WHAT TO DO
Check each line below for the word "white", then please report how many lines have it and nothing more.

SUPPLIED RECORDS
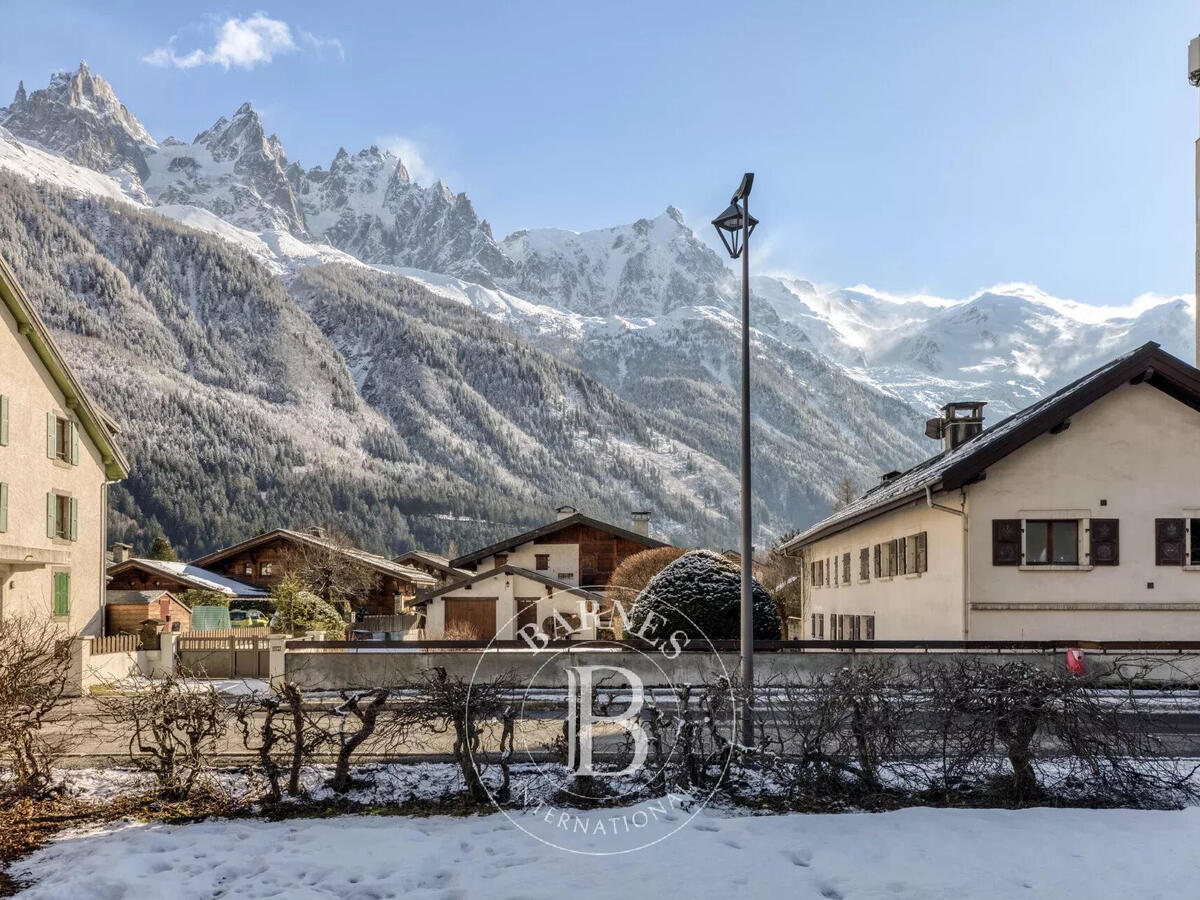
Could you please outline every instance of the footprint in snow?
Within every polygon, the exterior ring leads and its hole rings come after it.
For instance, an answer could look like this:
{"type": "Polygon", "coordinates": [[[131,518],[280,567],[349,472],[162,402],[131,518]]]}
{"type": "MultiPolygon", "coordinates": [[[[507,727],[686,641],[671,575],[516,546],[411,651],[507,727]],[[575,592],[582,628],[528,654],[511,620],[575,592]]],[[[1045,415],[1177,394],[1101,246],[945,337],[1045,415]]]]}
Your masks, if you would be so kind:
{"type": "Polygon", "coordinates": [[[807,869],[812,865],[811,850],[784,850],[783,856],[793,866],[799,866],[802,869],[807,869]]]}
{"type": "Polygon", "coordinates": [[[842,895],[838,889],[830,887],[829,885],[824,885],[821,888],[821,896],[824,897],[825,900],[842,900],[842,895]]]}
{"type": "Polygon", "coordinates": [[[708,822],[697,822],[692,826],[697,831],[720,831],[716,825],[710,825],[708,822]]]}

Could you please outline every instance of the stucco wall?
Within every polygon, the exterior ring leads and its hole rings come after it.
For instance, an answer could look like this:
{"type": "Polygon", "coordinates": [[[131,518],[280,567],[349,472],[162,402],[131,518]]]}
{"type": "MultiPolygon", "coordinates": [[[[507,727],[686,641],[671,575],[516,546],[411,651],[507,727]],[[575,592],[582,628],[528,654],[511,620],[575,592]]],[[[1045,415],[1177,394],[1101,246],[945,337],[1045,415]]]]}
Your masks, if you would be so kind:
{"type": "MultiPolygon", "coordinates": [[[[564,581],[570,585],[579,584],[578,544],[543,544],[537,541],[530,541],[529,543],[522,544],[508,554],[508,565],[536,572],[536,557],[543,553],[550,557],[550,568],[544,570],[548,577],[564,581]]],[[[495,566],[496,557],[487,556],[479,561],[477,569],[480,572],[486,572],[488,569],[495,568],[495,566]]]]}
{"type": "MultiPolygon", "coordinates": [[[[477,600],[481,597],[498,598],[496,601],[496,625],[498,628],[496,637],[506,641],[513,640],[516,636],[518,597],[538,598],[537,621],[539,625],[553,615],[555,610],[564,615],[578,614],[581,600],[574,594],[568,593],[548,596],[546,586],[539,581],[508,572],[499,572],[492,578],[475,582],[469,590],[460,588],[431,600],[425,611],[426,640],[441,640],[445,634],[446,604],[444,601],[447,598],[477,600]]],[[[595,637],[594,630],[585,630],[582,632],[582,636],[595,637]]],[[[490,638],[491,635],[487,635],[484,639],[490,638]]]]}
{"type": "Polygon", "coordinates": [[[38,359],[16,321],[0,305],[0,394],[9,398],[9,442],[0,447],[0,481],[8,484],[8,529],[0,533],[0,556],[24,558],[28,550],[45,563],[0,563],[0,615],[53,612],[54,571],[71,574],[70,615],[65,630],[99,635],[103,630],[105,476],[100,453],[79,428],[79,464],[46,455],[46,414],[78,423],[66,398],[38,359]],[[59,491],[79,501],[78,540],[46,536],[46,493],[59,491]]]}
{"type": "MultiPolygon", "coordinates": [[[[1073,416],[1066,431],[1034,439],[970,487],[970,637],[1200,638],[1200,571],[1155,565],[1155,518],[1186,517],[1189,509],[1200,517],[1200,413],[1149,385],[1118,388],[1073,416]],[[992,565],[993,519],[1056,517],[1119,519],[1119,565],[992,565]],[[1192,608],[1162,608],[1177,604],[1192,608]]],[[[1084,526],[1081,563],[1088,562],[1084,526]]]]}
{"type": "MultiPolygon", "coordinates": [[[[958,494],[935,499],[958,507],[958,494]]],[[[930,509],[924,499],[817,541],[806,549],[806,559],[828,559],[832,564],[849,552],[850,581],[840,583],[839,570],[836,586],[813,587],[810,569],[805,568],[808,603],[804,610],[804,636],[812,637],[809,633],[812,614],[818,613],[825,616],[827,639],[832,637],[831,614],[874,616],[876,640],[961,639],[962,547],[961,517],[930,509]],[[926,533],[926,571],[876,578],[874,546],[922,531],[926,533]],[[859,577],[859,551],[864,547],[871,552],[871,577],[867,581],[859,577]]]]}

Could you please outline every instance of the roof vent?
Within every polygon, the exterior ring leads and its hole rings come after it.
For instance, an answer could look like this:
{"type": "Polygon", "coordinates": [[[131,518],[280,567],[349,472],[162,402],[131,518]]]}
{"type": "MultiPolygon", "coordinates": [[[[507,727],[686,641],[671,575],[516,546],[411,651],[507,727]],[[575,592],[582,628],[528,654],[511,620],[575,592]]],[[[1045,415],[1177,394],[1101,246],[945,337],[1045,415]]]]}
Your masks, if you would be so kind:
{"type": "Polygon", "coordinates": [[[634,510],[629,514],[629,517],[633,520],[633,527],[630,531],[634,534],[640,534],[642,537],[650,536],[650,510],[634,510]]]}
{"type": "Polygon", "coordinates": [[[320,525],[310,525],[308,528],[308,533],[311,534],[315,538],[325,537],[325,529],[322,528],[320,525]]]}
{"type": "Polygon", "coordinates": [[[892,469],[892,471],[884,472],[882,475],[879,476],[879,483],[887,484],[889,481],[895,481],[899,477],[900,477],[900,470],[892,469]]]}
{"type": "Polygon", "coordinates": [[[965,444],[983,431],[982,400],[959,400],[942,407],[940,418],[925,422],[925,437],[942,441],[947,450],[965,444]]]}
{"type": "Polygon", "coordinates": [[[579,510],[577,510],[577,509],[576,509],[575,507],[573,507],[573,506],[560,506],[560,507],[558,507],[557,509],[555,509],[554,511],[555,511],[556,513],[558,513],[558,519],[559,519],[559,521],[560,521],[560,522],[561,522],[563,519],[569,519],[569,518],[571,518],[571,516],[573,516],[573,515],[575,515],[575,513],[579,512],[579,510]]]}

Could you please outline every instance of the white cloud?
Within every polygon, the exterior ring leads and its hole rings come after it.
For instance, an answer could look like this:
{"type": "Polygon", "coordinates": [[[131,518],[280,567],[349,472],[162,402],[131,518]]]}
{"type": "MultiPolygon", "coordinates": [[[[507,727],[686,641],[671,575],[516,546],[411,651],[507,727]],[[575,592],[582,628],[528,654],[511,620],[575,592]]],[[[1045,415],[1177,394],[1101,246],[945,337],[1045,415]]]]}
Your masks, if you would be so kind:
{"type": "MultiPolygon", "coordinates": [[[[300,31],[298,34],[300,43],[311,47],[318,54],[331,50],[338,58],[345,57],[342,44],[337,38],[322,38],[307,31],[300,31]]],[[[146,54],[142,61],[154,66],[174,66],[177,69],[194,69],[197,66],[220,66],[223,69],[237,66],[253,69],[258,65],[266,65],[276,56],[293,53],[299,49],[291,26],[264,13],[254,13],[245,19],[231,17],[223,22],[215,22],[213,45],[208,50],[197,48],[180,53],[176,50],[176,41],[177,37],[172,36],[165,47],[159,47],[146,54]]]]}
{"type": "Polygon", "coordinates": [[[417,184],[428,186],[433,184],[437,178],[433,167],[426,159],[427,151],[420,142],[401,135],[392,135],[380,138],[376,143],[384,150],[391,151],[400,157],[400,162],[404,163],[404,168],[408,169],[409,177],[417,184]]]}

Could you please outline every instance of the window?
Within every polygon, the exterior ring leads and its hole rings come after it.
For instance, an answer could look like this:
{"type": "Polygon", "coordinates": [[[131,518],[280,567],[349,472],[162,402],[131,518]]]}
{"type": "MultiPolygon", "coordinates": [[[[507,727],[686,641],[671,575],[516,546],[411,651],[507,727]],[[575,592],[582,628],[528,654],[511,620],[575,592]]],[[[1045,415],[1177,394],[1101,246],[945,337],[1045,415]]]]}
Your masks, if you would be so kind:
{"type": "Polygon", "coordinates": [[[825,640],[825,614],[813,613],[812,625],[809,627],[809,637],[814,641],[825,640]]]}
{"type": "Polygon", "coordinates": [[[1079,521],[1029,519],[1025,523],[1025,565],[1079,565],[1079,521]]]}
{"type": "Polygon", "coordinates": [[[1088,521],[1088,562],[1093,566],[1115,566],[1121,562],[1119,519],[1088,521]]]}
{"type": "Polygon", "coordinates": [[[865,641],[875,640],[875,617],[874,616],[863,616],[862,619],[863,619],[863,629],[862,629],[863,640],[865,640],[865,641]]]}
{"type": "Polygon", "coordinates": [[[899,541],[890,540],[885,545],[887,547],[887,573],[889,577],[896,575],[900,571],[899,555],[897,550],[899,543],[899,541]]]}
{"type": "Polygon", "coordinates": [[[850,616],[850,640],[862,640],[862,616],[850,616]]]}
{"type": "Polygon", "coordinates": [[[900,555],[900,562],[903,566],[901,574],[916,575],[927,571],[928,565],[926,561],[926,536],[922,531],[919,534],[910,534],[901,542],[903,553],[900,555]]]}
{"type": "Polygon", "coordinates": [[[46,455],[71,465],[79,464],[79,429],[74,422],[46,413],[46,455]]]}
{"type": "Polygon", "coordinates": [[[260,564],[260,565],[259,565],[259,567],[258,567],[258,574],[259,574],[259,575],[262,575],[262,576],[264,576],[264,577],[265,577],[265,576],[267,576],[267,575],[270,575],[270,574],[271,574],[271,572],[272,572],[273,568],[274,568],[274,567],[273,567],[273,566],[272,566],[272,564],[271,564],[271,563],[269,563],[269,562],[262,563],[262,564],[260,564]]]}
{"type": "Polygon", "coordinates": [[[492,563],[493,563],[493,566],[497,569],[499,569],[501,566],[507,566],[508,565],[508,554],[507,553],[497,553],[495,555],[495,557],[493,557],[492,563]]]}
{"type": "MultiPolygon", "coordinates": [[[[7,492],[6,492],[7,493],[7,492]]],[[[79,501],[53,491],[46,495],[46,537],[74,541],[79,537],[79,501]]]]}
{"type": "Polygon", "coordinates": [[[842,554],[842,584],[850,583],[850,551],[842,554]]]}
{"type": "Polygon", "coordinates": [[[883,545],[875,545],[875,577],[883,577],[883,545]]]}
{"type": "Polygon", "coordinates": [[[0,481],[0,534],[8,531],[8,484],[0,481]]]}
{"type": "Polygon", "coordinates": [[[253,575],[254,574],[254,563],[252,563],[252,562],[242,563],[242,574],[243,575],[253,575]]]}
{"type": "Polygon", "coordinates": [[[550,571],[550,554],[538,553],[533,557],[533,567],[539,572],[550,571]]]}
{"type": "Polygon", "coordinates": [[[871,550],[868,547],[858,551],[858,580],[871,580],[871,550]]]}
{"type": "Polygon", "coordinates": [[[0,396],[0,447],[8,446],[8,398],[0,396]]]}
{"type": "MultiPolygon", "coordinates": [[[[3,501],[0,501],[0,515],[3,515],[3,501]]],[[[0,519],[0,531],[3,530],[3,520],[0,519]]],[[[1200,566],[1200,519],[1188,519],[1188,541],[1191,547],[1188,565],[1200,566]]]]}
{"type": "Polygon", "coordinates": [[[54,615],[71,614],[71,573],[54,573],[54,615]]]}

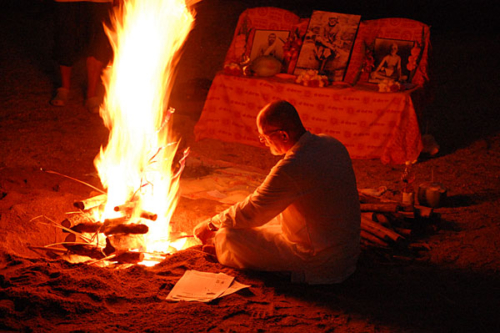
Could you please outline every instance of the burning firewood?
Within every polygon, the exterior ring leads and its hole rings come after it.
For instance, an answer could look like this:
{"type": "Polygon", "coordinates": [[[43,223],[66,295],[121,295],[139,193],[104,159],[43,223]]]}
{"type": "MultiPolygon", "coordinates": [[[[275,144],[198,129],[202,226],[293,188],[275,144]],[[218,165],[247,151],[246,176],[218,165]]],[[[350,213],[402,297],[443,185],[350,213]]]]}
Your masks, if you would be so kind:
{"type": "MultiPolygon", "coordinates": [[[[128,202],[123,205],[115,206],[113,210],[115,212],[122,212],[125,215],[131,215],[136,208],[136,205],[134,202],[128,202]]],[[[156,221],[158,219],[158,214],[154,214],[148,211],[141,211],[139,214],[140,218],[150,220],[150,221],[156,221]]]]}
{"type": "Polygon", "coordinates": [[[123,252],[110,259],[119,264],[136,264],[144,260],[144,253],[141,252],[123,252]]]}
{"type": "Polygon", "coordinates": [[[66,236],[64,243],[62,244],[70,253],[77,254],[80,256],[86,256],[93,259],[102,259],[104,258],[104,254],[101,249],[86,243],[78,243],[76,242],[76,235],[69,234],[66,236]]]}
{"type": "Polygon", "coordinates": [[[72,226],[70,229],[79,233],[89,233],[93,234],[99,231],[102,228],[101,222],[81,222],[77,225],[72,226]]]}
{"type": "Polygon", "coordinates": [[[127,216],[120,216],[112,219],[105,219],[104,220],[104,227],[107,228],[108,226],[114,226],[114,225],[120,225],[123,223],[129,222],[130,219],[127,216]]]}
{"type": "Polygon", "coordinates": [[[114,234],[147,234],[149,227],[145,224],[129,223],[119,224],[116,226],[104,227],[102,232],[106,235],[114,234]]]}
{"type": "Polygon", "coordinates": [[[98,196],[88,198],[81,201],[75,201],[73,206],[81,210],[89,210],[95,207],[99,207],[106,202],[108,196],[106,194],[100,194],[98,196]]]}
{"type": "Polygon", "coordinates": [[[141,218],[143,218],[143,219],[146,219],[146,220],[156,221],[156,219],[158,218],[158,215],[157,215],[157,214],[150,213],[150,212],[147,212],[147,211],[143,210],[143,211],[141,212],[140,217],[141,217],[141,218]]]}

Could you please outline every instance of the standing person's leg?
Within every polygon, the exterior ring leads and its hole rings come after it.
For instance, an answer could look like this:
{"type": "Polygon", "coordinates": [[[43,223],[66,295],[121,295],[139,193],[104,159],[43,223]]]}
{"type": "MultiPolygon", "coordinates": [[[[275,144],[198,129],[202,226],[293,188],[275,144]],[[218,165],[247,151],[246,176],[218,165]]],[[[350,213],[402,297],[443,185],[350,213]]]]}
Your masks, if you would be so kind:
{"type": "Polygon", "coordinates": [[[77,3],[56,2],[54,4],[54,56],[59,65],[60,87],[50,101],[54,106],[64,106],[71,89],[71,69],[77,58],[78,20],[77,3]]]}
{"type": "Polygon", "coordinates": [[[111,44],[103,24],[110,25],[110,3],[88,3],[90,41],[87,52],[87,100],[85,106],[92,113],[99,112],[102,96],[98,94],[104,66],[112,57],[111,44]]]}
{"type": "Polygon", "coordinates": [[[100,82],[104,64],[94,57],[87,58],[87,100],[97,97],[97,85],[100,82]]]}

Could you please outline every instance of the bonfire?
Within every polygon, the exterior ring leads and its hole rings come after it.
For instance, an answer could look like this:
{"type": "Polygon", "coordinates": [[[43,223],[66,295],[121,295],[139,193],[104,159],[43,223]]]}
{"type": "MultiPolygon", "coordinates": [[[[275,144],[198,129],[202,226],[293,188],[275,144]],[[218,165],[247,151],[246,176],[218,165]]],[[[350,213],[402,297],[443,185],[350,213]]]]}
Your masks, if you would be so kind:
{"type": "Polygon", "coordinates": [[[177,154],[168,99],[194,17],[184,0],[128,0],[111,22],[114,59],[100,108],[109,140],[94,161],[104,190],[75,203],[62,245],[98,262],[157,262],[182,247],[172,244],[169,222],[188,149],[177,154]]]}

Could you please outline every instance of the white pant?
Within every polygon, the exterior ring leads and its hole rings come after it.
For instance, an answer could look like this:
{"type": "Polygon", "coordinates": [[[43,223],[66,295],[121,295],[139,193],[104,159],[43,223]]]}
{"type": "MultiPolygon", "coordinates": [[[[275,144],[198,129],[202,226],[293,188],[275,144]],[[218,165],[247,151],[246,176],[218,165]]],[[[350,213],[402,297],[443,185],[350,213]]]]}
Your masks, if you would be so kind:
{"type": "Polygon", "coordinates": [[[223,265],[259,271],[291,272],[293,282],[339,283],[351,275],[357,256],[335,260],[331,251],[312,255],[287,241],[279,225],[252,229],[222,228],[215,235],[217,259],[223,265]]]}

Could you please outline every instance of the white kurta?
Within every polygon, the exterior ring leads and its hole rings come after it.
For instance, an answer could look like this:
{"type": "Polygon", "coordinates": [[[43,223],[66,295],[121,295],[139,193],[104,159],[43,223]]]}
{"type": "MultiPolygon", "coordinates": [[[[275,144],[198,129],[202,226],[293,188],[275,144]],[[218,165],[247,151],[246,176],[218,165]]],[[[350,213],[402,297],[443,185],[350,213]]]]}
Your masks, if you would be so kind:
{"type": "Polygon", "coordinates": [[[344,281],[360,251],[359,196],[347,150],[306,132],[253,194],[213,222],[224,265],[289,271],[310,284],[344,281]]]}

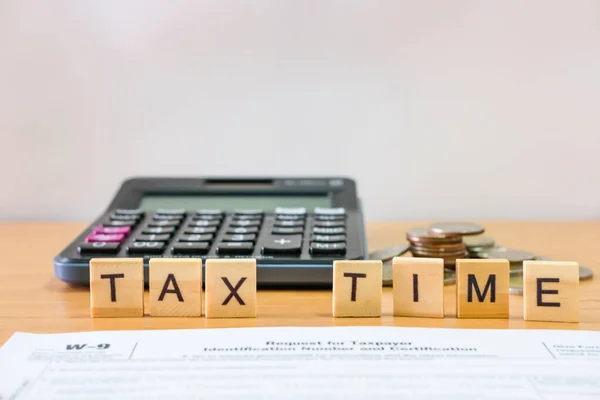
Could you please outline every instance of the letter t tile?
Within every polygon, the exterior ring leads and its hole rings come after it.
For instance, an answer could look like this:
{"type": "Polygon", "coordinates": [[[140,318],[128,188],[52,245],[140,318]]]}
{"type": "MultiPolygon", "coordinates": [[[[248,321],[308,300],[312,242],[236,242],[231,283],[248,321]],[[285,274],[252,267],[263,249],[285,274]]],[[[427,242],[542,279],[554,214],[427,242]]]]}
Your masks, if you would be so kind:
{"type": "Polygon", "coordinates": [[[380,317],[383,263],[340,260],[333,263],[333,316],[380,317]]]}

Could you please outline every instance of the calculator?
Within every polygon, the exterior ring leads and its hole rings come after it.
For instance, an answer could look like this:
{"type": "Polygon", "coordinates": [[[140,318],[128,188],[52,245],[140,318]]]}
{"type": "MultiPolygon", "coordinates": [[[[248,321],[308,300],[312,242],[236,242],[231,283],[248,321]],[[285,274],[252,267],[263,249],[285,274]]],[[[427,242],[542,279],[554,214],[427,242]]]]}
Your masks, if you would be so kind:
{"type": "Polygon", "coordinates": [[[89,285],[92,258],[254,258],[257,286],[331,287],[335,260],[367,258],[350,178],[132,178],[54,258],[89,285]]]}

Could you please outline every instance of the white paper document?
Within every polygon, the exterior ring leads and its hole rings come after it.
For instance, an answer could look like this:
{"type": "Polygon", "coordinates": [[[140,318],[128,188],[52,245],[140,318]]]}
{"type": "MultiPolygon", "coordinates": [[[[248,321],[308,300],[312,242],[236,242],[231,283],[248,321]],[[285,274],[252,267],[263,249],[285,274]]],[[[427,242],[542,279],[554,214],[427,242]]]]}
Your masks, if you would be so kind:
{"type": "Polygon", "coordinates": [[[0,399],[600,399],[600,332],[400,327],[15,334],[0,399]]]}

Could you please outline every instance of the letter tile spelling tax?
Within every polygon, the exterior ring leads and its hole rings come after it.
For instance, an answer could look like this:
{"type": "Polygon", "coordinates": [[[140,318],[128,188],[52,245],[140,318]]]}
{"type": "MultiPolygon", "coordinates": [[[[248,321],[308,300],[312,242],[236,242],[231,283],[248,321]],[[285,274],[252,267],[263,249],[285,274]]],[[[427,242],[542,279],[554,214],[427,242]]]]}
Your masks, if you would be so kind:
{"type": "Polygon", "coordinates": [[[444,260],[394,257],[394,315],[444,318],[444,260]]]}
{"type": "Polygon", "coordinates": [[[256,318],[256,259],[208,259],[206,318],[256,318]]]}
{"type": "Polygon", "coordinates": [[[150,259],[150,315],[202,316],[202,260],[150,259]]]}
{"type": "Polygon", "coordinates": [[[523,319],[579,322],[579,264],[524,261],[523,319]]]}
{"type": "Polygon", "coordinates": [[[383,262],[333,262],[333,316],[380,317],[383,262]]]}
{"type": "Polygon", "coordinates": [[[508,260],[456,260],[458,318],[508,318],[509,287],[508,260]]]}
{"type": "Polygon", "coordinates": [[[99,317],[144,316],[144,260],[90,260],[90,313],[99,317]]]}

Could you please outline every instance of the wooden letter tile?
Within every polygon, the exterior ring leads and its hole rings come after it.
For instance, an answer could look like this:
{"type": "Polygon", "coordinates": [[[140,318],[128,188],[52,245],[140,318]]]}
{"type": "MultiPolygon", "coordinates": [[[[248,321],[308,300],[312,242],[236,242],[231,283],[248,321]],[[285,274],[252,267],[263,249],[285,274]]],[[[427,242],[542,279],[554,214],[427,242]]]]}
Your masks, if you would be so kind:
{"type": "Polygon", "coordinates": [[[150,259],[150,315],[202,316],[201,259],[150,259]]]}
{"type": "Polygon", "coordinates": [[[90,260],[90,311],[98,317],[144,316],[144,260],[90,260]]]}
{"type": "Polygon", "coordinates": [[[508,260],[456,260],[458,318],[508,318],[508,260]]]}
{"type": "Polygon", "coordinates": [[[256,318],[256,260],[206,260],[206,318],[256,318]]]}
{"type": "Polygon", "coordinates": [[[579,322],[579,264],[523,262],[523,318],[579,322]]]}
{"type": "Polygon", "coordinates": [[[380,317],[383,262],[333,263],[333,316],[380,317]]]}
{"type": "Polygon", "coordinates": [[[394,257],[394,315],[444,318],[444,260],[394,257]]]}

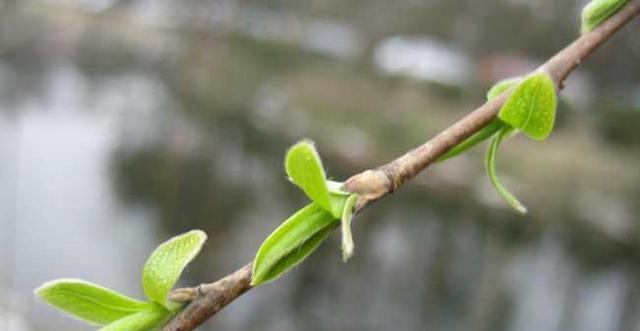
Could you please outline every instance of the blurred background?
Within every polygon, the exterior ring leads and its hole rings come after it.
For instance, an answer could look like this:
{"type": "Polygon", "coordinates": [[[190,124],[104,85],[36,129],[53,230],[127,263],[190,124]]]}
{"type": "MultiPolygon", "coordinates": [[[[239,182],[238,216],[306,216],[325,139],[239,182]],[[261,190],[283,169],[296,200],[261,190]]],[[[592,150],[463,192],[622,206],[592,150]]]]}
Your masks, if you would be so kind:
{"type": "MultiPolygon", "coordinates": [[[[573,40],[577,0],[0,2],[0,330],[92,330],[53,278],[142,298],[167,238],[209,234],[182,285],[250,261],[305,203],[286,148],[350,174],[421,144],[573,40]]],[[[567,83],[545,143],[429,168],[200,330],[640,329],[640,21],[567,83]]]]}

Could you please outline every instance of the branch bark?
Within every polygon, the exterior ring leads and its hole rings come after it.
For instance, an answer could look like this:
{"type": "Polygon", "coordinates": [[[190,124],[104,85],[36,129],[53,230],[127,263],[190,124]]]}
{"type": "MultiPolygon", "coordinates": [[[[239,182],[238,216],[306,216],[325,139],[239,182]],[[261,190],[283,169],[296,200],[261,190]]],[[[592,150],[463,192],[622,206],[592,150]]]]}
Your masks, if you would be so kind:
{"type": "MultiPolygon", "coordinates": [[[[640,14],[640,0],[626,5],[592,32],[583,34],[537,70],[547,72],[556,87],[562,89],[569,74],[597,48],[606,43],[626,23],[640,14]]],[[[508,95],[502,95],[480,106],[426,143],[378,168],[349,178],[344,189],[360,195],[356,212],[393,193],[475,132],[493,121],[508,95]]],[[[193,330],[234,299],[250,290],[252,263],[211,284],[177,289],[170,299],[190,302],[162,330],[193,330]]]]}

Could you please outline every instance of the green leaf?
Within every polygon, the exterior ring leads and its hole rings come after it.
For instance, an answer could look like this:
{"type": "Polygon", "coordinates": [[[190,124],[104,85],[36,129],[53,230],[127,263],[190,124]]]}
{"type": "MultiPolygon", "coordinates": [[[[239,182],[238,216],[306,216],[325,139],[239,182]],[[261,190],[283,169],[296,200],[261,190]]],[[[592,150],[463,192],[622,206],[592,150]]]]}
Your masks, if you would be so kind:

WRITTEN REPLY
4